[Data excerpts]
= Beginning of Section =

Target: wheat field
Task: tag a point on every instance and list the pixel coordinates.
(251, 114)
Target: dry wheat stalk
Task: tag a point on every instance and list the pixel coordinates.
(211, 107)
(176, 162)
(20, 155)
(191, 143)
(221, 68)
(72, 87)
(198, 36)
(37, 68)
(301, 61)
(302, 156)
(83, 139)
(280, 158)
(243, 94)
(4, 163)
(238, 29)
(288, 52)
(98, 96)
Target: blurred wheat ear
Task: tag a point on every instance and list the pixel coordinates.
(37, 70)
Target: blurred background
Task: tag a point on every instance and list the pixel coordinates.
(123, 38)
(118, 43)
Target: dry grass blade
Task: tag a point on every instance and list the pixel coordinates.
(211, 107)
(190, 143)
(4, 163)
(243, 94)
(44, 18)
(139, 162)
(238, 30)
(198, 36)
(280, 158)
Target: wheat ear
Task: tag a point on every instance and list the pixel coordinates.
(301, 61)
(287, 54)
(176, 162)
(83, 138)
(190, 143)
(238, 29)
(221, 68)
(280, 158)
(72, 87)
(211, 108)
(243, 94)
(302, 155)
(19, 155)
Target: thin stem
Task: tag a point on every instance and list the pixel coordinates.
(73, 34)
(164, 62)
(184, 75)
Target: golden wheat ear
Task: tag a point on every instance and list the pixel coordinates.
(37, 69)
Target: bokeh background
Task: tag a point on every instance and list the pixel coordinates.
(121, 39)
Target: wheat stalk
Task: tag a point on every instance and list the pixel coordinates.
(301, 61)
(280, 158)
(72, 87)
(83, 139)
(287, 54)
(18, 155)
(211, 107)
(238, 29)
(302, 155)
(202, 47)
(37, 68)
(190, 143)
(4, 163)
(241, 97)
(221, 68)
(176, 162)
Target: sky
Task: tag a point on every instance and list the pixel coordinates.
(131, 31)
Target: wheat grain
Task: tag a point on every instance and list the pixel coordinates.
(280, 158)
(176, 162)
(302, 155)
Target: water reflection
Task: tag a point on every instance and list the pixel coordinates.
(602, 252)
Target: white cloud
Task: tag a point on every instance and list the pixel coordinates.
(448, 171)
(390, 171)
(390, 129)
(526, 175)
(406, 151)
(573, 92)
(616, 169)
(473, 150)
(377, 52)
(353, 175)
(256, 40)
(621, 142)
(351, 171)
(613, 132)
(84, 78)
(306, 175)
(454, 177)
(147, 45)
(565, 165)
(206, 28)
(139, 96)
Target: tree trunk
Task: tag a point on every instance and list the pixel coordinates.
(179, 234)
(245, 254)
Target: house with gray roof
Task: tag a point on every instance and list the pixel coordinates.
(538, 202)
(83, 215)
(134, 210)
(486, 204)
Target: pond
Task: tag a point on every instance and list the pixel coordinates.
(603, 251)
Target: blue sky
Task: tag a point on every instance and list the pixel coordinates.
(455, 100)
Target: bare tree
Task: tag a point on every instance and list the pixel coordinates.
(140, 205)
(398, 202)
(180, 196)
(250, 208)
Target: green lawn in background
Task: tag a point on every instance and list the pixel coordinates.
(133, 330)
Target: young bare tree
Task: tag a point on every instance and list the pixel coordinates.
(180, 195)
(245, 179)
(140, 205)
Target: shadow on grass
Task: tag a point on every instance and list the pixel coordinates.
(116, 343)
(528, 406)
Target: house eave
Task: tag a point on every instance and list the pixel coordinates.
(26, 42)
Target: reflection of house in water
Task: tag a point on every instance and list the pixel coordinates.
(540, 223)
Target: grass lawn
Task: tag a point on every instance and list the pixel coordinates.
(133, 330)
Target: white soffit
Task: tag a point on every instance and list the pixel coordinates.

= End of Section =

> _EXERCISE DETAILS_
Restate every entry above exactly as it stands.

> _RESPONSE FOR THIS EXERCISE_
Target: wheat field
Task: tag a point on every instance and list the pixel coordinates.
(251, 114)
Target: dry wheat stalk
Task: tag a point on every instance and list the pixel coordinates.
(211, 107)
(176, 162)
(20, 155)
(191, 143)
(221, 68)
(72, 87)
(198, 36)
(37, 68)
(301, 61)
(302, 156)
(83, 139)
(280, 158)
(243, 94)
(4, 163)
(238, 29)
(288, 52)
(98, 96)
Target: blurred wheat ear
Task: tag a point on every instance and list the pixel coordinates.
(37, 70)
Target: blurred background
Task: tag a point on every instance and list the pixel coordinates.
(123, 38)
(118, 43)
Target: dry grass blade
Task: tag a point on every instance and list the pixel coordinates.
(211, 107)
(190, 143)
(4, 163)
(243, 94)
(44, 18)
(139, 162)
(238, 30)
(198, 36)
(280, 158)
Target: wheat ear
Task: tag a point on every instance and list the pixel coordinates.
(301, 61)
(287, 54)
(176, 162)
(83, 138)
(190, 143)
(238, 29)
(221, 68)
(280, 158)
(72, 87)
(211, 108)
(243, 94)
(302, 155)
(19, 155)
Target: thin stem
Task: tag a point on every instance and list the pixel coordinates.
(73, 34)
(164, 62)
(184, 75)
Target: golden wheat ear
Task: tag a point on every instance and list the pixel coordinates.
(37, 69)
Target: bokeh background
Task: tag a point on every instance and list the pixel coordinates.
(121, 39)
Target: wheat stalk
Task: tag a point on every instance and list the pixel coordinates.
(301, 61)
(280, 158)
(72, 87)
(83, 139)
(287, 54)
(18, 155)
(211, 107)
(238, 29)
(302, 155)
(202, 47)
(37, 68)
(190, 143)
(4, 163)
(241, 97)
(221, 68)
(176, 162)
Target: sky
Task: tag a point on every instance and list the pixel coordinates.
(131, 31)
Target: wheat grain
Task: tag a point on every instance and list the pixel coordinates.
(280, 158)
(176, 162)
(302, 155)
Target: water reflection
Task: tag a point on every instance and list the pixel coordinates.
(602, 252)
Target: white cloud
Task: tag a point on every instance and list the pixel coordinates.
(448, 171)
(390, 171)
(390, 129)
(526, 175)
(406, 151)
(573, 92)
(616, 169)
(473, 150)
(377, 52)
(353, 175)
(256, 40)
(621, 142)
(351, 171)
(613, 132)
(84, 78)
(306, 175)
(454, 177)
(147, 45)
(565, 165)
(206, 28)
(139, 96)
Target: tree trunk
Task: tag a point on every instance and list the pixel coordinates.
(179, 234)
(245, 254)
Target: house with gray roof
Task: tag a point on every instance and list the pixel coordinates.
(538, 202)
(83, 215)
(134, 210)
(486, 204)
Target: pond
Task: tag a point on every instance and list the pixel coordinates.
(603, 251)
Target: blue sky
Task: tag a point on every instance and list the pixel coordinates.
(455, 100)
Target: bare tree
Task: tag a point on every instance and list the pixel coordinates.
(140, 205)
(398, 202)
(180, 196)
(250, 208)
Target: green lawn in background
Task: tag a point on every instance and list the pixel coordinates.
(133, 330)
Target: young bare tree
Task: tag a point on every instance and list the pixel coordinates.
(180, 195)
(245, 179)
(140, 205)
Target: shadow on grass
Task: tag a point on every instance and list the pixel coordinates.
(116, 343)
(528, 406)
Target: house eave
Task: tag a point on every instance and list the pixel coordinates.
(26, 42)
Target: reflection of house in water
Task: tag a point on every instance and list the pixel coordinates.
(540, 223)
Target: grass lawn
Task: tag a point on every instance and list the pixel coordinates.
(133, 330)
Target: white soffit
Task: tag a point on every instance and list the pixel coordinates.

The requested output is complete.